= BRIEF =
List every line in the data below that contains the string "Target", matching its case exactly.

= EXCERPTED DATA =
┌────────

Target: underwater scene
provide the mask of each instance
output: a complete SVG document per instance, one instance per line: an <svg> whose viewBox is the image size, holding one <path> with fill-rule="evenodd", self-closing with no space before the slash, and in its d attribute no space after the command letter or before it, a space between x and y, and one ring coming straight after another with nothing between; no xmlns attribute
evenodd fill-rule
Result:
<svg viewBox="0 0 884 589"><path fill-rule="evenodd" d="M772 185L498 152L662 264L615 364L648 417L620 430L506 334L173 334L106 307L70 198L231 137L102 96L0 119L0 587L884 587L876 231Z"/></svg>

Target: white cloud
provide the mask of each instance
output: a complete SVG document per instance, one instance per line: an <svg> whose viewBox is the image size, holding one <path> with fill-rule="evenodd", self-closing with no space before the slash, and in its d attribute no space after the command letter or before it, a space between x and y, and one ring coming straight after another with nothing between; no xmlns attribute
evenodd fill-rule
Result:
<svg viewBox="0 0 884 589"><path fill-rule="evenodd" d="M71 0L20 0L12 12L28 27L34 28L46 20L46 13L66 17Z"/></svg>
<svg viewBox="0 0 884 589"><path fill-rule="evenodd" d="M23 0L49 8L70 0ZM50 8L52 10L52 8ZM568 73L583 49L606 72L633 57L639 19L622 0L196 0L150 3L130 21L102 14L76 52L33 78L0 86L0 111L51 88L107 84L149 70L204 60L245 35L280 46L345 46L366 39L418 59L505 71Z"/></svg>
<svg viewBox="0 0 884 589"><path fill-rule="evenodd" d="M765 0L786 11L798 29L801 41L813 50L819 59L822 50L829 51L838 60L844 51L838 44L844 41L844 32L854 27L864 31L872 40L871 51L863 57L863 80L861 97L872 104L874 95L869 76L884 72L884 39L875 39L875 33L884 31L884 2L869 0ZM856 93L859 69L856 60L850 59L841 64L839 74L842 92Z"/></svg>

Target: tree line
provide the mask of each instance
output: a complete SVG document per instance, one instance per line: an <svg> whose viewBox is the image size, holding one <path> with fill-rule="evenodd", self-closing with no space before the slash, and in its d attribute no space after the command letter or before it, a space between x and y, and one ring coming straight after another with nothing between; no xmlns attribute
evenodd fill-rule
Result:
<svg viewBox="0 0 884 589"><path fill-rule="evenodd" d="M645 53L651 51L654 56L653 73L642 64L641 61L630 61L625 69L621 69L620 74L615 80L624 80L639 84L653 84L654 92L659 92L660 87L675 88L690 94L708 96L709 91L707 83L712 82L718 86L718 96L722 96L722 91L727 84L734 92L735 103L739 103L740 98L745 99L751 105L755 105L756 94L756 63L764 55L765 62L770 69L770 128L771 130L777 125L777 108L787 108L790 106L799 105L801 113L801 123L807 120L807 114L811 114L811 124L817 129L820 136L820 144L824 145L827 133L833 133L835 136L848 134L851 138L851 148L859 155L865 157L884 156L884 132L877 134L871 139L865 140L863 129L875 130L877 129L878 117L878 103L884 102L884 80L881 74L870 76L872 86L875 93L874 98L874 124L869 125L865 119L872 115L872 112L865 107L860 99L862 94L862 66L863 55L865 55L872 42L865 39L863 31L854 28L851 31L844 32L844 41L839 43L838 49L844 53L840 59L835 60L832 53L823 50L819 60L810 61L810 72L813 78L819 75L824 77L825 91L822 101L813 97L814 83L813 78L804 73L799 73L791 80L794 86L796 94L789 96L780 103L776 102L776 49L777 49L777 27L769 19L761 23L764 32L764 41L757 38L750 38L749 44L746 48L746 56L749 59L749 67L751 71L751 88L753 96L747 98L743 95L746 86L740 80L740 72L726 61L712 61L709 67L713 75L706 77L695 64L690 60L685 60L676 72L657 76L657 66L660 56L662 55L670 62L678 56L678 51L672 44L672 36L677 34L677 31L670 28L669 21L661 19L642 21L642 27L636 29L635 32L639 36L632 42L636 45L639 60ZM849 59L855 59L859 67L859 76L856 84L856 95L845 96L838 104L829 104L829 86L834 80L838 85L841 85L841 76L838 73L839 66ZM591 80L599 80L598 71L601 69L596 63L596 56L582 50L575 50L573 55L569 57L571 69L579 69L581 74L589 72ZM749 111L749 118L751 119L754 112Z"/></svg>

└────────

= EXERCISE SOLUTION =
Target: underwater scene
Target: white cloud
Target: tree line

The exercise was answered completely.